* begin Source records *

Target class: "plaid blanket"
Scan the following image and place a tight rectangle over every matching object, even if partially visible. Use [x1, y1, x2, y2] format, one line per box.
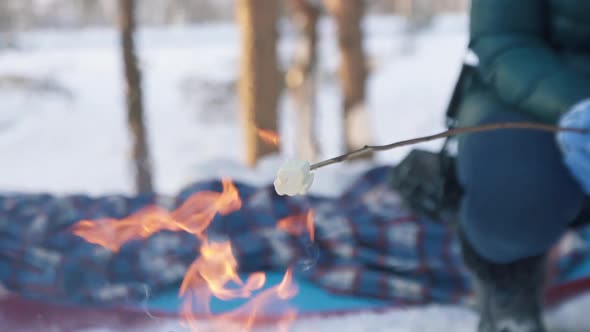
[0, 167, 590, 306]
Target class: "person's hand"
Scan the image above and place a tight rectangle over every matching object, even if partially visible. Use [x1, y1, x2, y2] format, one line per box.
[557, 99, 590, 195]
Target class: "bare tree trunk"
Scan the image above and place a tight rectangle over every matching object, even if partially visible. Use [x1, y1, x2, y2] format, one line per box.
[236, 0, 282, 166]
[325, 0, 372, 158]
[118, 0, 153, 193]
[286, 0, 321, 161]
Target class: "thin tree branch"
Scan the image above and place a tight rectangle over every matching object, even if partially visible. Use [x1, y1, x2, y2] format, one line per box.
[311, 122, 588, 170]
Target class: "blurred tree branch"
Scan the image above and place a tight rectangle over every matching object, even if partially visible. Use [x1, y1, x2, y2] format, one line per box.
[118, 0, 153, 193]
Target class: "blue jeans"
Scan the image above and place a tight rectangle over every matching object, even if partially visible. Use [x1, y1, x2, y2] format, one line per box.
[457, 96, 585, 263]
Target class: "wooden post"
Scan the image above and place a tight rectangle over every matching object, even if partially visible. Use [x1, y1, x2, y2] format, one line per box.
[118, 0, 153, 193]
[286, 0, 321, 161]
[325, 0, 372, 158]
[236, 0, 282, 166]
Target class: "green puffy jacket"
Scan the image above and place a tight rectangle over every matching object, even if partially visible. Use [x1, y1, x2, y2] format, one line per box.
[457, 0, 590, 125]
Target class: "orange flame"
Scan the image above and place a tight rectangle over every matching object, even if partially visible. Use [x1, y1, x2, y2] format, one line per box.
[257, 129, 279, 146]
[72, 179, 300, 331]
[72, 179, 242, 252]
[179, 241, 298, 331]
[277, 209, 315, 242]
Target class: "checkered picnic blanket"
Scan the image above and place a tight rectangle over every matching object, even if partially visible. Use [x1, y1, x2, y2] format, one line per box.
[0, 167, 590, 305]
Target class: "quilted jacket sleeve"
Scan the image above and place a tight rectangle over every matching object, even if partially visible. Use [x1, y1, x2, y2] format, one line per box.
[470, 0, 590, 123]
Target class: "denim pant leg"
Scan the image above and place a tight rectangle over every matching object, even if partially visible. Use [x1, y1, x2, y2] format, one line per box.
[457, 108, 584, 263]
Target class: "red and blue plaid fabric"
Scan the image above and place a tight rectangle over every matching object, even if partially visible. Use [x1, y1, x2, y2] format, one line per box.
[0, 167, 590, 305]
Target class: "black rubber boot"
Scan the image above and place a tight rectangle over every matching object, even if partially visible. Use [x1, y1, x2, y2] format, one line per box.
[460, 231, 547, 332]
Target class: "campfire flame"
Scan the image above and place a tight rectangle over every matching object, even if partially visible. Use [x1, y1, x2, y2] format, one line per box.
[72, 179, 242, 252]
[257, 129, 279, 146]
[72, 179, 314, 331]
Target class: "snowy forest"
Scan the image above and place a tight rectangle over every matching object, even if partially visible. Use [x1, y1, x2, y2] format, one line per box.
[0, 0, 590, 332]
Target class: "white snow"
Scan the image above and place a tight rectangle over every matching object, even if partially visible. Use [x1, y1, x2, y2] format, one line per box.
[0, 16, 590, 332]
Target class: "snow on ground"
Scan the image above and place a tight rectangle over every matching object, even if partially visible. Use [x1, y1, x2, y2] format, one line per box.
[0, 16, 590, 332]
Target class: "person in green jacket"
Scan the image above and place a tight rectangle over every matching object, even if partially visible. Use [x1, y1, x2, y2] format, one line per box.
[455, 0, 590, 332]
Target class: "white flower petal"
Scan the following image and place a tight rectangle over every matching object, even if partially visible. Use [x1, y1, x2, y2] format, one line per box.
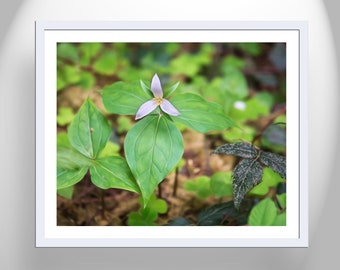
[160, 98, 180, 116]
[151, 74, 163, 97]
[135, 100, 157, 120]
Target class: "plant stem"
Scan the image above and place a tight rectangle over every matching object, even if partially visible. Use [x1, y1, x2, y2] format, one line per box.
[158, 181, 163, 199]
[172, 167, 178, 197]
[100, 189, 106, 219]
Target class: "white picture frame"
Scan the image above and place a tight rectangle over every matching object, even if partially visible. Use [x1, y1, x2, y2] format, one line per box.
[36, 21, 308, 247]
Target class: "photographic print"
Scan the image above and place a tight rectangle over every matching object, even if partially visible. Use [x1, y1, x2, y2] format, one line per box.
[37, 23, 307, 246]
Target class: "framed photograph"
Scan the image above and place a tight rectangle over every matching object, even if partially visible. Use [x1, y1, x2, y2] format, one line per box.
[36, 21, 308, 247]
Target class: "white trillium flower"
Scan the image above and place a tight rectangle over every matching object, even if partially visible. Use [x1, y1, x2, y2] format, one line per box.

* end Source records *

■ Prompt: Give the number of lines in the listing that contain the word "blue".

■ Task output: 2